:: Given task 1 ::
In the passage on consciousness, rewrite the part that opens with the words containing "For my money, the" and closes with "and your surroundings.", substituting "Global Workspace Theory" for "Attention Schema Theory".
:: Given task 2 ::
Answer these questions from the passage on consciousness:
(a) At what age did Metzinger begin having Out-Of-Body experiences?
(b) Which psychologist did he have a conversation with?
(c) What is the title of the monograph he wrote about 20 years later?

--- START Document text ---

For my money, the best modern description of consciousness came from a philosopher: that the properties of conscious experience are like an “Ego Tunnel,” generated by a self-inclusive model of reality. This complex idea is compatible with a general theory of brain function called Predictive Processing, and a specific theory of consciousness, Attention Schema Theory. Taken together they say that our conscious experience derives from a process of the brain’s modeling or simulation of you and your surroundings.
Self-Modeling
The philosopher Thomas Metzinger was 19 and studying the mind-body problem at Goethe University when he began having Out-Of-Body experiences. OBE’s have long been used to argue for a dualist distinction between mind and body. That was not a reasonable idea to him. His world view shaken, he was influenced by a conversation with psychologist Susan Blackmore, who proposed that in his OBE he was merely moving around in his world model, a sort of mental map.
The idea of a mental world model is, of course, a theory, not a description. But Metzinger began a long study of what consciousness is. His approach was like a naturalist’s: what are the properties and behavior of everyday consciousness? What does it take to clearly describe it? What are its parts?
About 20 years later he organized what he had learned in a lengthy monograph, Being No One: the self-model theory of subjectivity. The essence is that we perceive a world around us because we make a mental model of the world. But we do this by including a model of our self in that world.
He wants future research to focus on explaining how the brain produces a set of features of (“constraints on”) consciousness, which is generated, he hypothesized, as a “phenomenal self-model” or PSM.

--- END Document text ---
--- START Rows ---

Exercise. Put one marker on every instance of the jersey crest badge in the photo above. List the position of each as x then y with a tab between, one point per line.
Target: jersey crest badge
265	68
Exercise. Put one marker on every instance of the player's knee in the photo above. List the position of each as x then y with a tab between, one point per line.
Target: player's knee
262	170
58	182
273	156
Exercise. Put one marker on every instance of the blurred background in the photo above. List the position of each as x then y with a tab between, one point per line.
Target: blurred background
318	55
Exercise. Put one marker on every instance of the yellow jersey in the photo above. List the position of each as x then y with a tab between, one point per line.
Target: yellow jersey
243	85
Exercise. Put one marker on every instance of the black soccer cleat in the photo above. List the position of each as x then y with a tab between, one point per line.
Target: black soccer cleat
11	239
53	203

--- END Rows ---
--- START Rows ---

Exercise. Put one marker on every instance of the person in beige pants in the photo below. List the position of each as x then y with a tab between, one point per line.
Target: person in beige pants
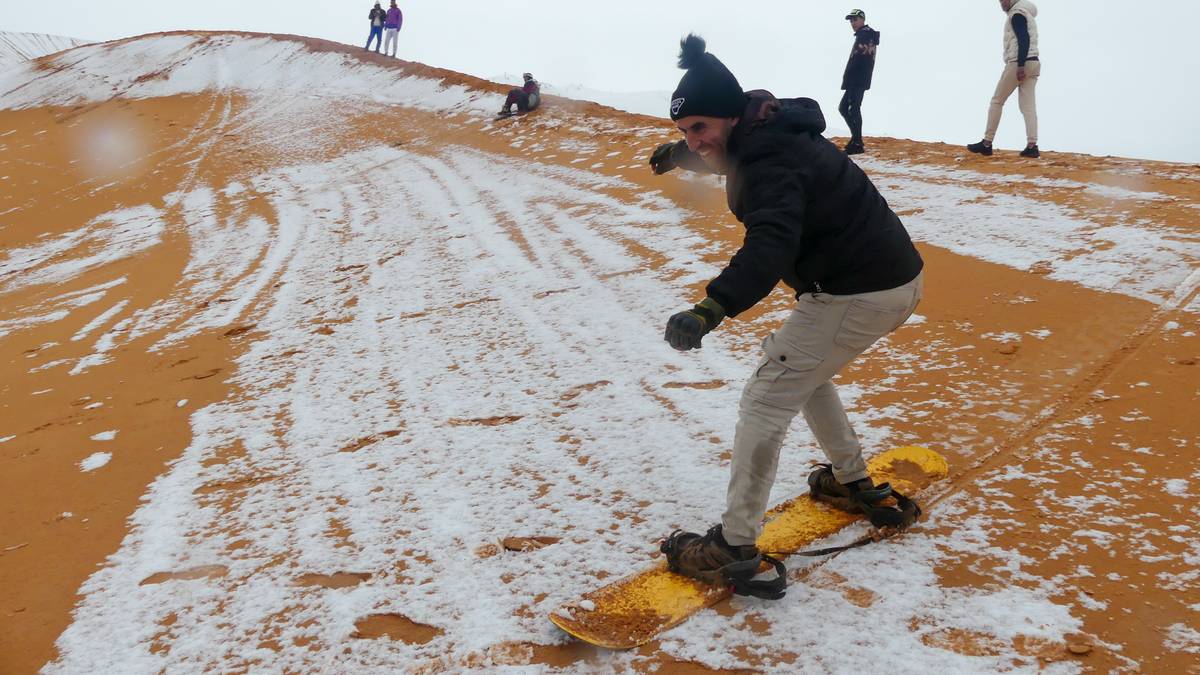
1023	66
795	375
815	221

--- END Rows ---
--- START Rows ---

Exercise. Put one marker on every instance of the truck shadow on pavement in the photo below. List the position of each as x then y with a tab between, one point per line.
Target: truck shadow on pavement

--- END Rows ---

:: Complete answer 1 ::
For my money, the best modern description of consciousness came from a philosopher: that the properties of conscious experience are like an “Ego Tunnel,” generated by a self-inclusive model of reality. This complex idea is compatible with a general theory of brain function called Predictive Processing, and a specific theory of consciousness, Global Workspace Theory. Taken together they say that our conscious experience derives from a process of the brain’s modeling or simulation of you and your surroundings.

:: Complete answer 2 ::
(a) 19
(b) Susan Blackmore
(c) Being No One: the self-model theory of subjectivity